Task input:
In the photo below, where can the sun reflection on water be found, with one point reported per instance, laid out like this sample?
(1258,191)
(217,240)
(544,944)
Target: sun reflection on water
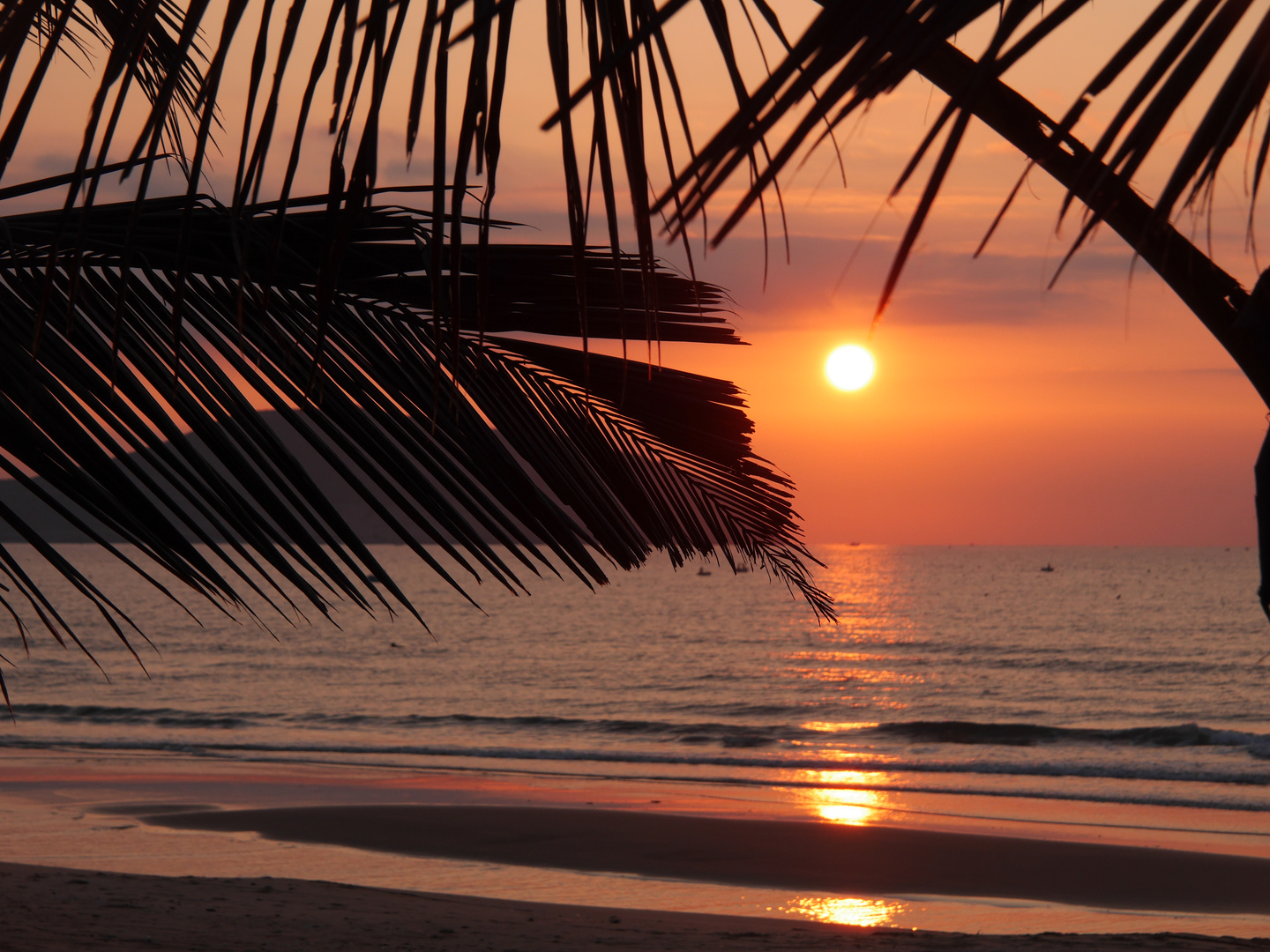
(845,911)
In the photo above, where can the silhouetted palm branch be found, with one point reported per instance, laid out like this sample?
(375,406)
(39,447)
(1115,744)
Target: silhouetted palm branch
(141,339)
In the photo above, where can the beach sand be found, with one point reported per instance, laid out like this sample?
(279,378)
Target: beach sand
(48,909)
(773,853)
(185,848)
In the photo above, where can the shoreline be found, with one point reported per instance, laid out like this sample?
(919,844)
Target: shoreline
(770,853)
(60,909)
(619,844)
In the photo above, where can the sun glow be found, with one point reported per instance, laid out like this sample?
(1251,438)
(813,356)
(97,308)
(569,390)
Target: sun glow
(850,367)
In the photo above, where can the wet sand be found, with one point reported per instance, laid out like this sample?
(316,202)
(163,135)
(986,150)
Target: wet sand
(778,853)
(49,909)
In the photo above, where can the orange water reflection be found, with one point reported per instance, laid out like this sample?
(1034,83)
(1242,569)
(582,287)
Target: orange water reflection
(845,911)
(856,805)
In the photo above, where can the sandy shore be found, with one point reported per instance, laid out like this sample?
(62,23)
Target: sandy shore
(49,909)
(780,853)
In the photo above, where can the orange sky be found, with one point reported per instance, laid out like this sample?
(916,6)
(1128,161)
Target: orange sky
(1002,413)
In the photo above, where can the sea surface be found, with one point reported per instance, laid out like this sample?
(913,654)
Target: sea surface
(1124,675)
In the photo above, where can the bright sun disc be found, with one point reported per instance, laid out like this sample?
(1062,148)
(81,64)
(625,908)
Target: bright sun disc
(850,367)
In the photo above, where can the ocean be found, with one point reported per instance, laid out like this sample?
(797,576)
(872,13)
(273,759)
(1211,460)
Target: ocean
(1123,677)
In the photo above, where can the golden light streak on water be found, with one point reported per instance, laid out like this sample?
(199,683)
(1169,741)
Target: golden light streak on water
(846,911)
(855,807)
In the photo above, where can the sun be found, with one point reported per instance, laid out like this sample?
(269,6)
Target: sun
(850,367)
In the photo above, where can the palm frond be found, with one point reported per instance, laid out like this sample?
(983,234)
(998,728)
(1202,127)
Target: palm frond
(493,450)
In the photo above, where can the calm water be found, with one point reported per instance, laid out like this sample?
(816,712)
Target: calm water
(1124,675)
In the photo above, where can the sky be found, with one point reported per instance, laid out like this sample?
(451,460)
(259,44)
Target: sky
(1095,413)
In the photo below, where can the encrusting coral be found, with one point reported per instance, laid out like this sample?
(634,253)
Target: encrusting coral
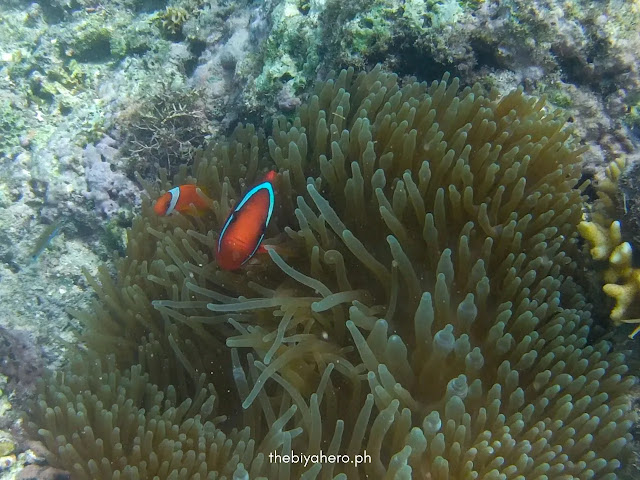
(622,279)
(416,303)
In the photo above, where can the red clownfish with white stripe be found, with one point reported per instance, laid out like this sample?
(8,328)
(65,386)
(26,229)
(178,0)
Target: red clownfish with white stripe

Task to carry out: Write out exactly the lines from the line containing "In the photo below, where can the encrusting" through the last line of the listing above, please, and leave out any pictures.

Answer to the exercise:
In the photo below, where can the encrusting coral be found, with one point reported per instance, laid out like this sample?
(634,253)
Target: encrusting coral
(622,279)
(416,303)
In the photo above, where can the red clownfish with white stripe be found, with one point reported per instance, laid out like this sample?
(8,328)
(65,386)
(26,229)
(178,0)
Target: red clownfish with white stripe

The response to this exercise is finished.